• **EXERCISE INSTRUCTIONS**:
1 > How would you shorten the paragraph beginning "Fed-up with being poor" in the memoir excerpt while keeping its main facts?
2 > In the memoir excerpt, edit the passage from "Born as an only" to "like a shot.", replacing "happy place" with "sanctuary".

━━ EXCERPT PROVIDED

Born as an only child into an impoverished existence, I suppose there were several ways my life could have turned out, few of them pretty. By the time I left school at 16 I had lived in seventeen different places, been homeless three times…
Don’t ask me where my love of writing came from (certainly not the rest of my family), but it has always been there. When I went back to college at eighteen and then off to University, in English literature and creative writing I found my happy place. People ask whether or not you would go back and do it all again; I would, like a shot.
And - with some caveats - I’d make different choices. Wouldn’t we all?!
Fed-up with being poor, I gave up my love for literature to earn some money. Yes, it meant that subsequently I was always comfortable enough, but on reflection the price paid was too high: nearly forty years in an industry for which I now care little. Indeed, not just the industry but the whole money- and profit-driven commerciality of the workaday world.
That’s one decision I’d change. Because my writing suffered. For thirty years I wrote little of any ‘worth’.

━━━━
━━ INFORMATION PROVIDED

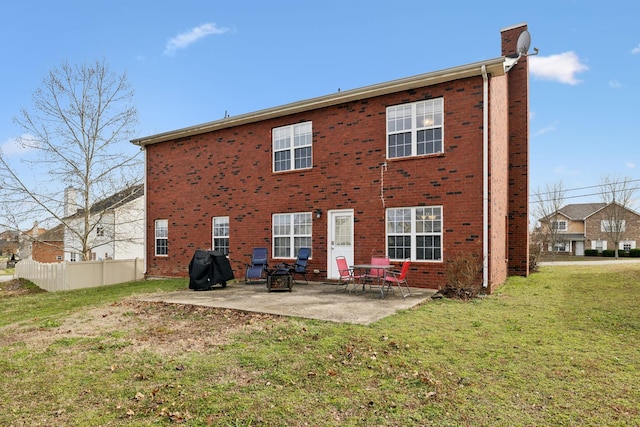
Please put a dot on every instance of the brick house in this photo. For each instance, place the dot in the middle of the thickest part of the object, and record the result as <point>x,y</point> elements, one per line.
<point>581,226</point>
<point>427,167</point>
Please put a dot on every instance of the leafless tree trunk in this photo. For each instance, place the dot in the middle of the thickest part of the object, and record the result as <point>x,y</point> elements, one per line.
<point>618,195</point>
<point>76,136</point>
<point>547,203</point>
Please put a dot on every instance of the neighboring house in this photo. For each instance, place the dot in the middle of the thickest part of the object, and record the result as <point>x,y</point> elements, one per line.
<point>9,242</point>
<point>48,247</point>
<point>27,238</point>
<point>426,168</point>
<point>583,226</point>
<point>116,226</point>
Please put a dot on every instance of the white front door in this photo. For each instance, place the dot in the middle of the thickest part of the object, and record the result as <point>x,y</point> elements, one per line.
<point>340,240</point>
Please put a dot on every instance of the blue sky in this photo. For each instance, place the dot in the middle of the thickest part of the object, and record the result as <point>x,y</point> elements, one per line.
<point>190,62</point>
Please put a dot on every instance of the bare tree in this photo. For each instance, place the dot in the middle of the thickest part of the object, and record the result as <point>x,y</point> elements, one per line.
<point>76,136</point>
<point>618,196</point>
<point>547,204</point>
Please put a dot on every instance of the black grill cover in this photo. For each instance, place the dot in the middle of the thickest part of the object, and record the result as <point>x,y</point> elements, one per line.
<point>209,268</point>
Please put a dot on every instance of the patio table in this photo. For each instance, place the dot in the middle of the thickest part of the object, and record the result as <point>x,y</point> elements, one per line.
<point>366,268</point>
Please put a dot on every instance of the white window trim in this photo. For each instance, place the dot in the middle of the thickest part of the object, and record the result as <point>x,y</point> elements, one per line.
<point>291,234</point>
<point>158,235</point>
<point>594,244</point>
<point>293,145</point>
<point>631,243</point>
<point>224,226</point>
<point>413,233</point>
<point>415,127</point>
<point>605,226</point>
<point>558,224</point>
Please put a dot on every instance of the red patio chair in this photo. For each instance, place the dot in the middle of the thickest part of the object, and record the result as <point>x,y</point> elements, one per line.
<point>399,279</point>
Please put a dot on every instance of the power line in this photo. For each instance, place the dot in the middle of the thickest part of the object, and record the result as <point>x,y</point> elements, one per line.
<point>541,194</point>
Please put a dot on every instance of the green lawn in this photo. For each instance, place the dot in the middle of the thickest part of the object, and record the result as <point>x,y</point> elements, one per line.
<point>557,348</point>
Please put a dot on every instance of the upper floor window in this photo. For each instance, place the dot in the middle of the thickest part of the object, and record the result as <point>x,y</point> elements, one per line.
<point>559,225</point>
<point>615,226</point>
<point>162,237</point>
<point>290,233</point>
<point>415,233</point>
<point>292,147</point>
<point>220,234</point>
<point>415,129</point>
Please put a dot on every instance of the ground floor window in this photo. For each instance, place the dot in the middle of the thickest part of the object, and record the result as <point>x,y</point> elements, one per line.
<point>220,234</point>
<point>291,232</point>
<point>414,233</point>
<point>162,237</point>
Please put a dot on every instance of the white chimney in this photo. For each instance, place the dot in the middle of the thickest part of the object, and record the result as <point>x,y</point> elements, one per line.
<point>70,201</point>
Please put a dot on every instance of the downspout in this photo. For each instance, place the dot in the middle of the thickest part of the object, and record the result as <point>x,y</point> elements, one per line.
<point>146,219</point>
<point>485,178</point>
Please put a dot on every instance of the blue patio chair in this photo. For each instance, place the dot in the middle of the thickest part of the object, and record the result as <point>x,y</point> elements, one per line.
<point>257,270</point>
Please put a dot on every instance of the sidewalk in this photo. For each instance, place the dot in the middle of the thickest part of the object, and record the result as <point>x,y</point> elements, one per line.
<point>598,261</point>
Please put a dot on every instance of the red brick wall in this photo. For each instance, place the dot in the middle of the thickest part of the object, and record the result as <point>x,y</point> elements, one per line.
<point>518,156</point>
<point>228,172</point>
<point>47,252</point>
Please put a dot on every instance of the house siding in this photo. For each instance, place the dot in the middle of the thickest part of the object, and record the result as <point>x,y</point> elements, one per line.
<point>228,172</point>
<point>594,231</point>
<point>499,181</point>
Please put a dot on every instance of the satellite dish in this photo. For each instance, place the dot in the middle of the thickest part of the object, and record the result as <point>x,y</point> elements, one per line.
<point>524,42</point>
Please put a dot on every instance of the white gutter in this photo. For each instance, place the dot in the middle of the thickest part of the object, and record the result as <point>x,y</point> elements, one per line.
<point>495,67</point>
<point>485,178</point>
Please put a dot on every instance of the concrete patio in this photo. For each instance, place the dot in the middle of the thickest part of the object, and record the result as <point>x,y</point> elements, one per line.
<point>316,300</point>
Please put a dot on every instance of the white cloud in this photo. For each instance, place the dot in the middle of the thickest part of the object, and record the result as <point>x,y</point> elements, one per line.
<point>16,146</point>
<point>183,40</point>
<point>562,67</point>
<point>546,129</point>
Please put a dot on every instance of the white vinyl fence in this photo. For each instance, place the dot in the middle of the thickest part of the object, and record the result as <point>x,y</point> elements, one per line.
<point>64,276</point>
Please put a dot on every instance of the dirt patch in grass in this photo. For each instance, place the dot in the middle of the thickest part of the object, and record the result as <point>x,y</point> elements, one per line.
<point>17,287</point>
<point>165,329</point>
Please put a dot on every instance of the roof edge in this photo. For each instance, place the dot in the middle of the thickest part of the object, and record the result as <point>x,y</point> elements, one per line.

━━━━
━━ INFORMATION PROVIDED

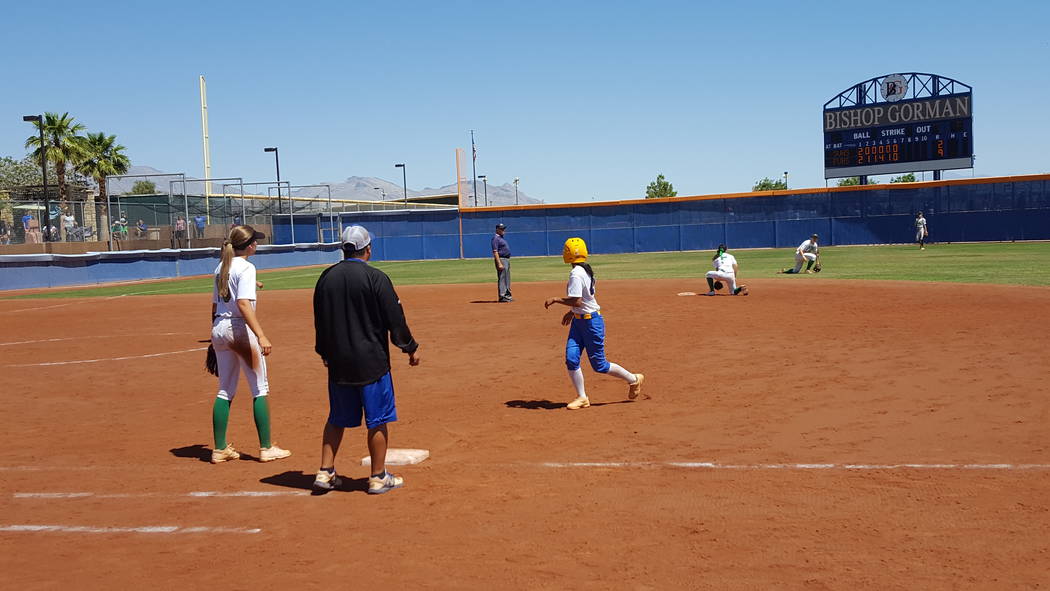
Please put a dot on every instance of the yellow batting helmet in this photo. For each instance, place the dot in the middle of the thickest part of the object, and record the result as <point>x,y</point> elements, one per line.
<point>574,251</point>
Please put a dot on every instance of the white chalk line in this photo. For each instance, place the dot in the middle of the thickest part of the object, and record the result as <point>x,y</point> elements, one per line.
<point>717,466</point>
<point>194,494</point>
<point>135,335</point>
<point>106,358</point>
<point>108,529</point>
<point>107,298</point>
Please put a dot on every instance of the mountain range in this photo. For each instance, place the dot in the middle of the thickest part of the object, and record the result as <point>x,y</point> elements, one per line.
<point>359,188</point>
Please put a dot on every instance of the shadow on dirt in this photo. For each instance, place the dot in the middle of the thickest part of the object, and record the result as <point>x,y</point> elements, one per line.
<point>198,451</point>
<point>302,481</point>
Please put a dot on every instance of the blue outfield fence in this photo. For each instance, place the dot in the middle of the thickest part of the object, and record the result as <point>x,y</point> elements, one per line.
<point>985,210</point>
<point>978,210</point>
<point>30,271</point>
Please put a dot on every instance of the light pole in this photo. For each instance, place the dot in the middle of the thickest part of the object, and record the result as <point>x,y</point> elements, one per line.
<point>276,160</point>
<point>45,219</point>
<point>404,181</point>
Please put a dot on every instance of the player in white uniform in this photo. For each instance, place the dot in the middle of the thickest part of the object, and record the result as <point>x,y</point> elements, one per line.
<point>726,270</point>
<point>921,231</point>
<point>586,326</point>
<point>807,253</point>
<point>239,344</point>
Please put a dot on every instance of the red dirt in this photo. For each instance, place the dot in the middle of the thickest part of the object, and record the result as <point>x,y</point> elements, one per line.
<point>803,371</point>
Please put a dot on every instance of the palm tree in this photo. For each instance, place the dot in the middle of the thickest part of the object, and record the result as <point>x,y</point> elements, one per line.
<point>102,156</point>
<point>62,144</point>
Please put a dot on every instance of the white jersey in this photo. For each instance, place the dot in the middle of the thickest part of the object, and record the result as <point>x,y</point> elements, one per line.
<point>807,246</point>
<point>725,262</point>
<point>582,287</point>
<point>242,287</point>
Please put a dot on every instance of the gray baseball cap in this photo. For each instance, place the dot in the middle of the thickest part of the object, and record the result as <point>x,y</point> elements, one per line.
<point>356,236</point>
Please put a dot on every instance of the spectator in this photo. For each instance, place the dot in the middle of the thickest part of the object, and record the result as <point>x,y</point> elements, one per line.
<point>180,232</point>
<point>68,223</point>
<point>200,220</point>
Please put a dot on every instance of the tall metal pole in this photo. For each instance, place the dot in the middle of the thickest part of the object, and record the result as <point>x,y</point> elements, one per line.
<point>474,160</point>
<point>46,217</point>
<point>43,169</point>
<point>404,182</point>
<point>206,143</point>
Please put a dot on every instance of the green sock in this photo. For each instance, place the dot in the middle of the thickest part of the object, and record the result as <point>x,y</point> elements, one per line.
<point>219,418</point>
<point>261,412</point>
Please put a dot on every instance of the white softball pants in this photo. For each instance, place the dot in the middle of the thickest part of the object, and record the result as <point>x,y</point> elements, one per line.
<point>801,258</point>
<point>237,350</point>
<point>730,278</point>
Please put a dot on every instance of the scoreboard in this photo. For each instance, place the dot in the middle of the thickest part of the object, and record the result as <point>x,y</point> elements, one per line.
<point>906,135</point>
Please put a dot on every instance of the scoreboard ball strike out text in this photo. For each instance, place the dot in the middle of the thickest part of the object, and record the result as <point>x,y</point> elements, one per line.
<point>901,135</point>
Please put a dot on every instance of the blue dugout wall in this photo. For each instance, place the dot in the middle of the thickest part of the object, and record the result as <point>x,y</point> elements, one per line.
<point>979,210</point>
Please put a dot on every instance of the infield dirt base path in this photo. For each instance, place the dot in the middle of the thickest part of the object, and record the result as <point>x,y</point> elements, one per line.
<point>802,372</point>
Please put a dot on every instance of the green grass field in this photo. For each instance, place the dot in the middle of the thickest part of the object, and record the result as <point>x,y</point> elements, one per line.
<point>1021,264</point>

━━━━

• **SOLUTION LIST**:
1 > Tired of being poor, I gave up literature to earn money. I was comfortable from then on, but the price was too high: nearly forty years in an industry I now care little for, along with the profit-driven commerciality of working life.

2 >
Born as an only child into an impoverished existence, I suppose there were several ways my life could have turned out, few of them pretty. By the time I left school at 16 I had lived in seventeen different places, been homeless three times…
Don’t ask me where my love of writing came from (certainly not the rest of my family), but it has always been there. When I went back to college at eighteen and then off to University, in English literature and creative writing I found my sanctuary. People ask whether or not you would go back and do it all again; I would, like a shot.